Transcribe exactly each line of the entries, from the opening line to the line with "Target: dark tree bark", with both of those lines included.

Referring expression data
◇ ◇ ◇ ◇ ◇

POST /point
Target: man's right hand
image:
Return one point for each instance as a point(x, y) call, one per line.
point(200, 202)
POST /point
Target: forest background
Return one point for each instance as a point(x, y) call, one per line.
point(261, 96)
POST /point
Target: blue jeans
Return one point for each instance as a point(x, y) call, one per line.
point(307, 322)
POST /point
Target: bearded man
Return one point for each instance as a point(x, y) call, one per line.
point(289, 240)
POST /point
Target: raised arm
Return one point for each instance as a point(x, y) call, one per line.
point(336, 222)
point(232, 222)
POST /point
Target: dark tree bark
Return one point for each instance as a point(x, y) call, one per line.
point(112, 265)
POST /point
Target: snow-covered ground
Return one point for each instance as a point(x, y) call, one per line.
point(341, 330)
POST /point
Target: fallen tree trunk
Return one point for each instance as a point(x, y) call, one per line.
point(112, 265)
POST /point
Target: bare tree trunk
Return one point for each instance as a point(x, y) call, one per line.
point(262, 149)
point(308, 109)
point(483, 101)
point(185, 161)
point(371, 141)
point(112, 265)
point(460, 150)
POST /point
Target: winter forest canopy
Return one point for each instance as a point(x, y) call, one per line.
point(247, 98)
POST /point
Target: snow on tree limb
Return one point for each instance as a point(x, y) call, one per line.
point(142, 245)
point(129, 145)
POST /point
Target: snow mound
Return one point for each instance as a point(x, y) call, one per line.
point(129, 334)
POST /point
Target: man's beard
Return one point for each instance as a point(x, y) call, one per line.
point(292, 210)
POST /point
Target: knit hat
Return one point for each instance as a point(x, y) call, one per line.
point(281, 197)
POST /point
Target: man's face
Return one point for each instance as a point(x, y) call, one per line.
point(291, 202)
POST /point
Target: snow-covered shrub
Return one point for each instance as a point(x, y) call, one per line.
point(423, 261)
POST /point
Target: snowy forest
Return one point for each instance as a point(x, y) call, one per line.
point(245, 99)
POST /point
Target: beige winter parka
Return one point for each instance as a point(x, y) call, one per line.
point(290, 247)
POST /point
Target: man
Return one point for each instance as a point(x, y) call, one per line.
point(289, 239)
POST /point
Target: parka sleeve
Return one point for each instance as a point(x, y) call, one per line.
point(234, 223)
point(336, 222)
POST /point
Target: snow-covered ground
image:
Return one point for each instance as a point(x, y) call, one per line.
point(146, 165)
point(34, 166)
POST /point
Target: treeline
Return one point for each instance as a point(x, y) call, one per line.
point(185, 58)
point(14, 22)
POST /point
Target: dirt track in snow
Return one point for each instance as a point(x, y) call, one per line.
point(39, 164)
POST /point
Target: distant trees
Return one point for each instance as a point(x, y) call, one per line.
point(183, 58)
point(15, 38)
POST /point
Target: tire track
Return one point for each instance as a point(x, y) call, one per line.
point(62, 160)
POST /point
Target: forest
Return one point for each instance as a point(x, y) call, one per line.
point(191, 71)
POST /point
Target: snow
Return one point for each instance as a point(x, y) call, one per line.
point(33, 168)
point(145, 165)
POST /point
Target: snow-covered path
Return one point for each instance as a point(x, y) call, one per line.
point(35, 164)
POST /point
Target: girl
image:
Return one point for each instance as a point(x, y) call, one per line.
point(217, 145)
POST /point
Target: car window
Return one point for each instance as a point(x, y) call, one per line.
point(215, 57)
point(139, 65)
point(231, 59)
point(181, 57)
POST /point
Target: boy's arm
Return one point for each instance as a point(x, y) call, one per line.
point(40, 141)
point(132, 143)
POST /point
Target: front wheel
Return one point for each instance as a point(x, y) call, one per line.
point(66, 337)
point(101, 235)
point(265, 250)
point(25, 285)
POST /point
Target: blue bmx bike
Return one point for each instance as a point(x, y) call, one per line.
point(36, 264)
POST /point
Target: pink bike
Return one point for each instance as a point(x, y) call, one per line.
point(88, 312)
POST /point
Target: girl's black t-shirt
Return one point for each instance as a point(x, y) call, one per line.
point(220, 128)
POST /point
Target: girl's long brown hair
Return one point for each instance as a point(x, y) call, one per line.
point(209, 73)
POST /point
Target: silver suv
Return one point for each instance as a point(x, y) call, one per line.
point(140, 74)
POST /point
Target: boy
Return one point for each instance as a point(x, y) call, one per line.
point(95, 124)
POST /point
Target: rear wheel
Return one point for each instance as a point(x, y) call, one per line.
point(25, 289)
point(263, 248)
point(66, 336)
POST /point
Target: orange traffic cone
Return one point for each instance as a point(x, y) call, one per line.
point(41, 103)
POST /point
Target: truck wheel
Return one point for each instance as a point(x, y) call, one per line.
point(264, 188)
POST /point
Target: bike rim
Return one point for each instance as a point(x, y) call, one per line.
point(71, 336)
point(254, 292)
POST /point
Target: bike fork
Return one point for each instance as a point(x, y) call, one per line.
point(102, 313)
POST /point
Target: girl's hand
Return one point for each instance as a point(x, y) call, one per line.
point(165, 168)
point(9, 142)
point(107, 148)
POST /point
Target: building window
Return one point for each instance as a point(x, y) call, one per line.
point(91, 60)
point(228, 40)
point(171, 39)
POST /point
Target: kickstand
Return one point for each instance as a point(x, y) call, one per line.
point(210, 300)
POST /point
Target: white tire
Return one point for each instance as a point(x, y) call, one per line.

◇ ◇ ◇ ◇ ◇

### Answer space:
POST /point
Target: man's right hand
image:
Return one point for each instance as a point(x, y) call, one per line.
point(200, 202)
POST /point
Target: forest background
Return one point for each instance as a point(x, y) call, one per line.
point(261, 96)
POST /point
Target: blue jeans
Return one point for each instance as a point(x, y) call, one per line.
point(307, 322)
POST /point
Target: bearded man
Return one point for each instance as a point(x, y) call, one per line.
point(289, 240)
POST /point
Target: raised arm
Return one point for each instance as a point(x, y) call, one per line.
point(336, 222)
point(232, 222)
POST /point
Target: dark tree bark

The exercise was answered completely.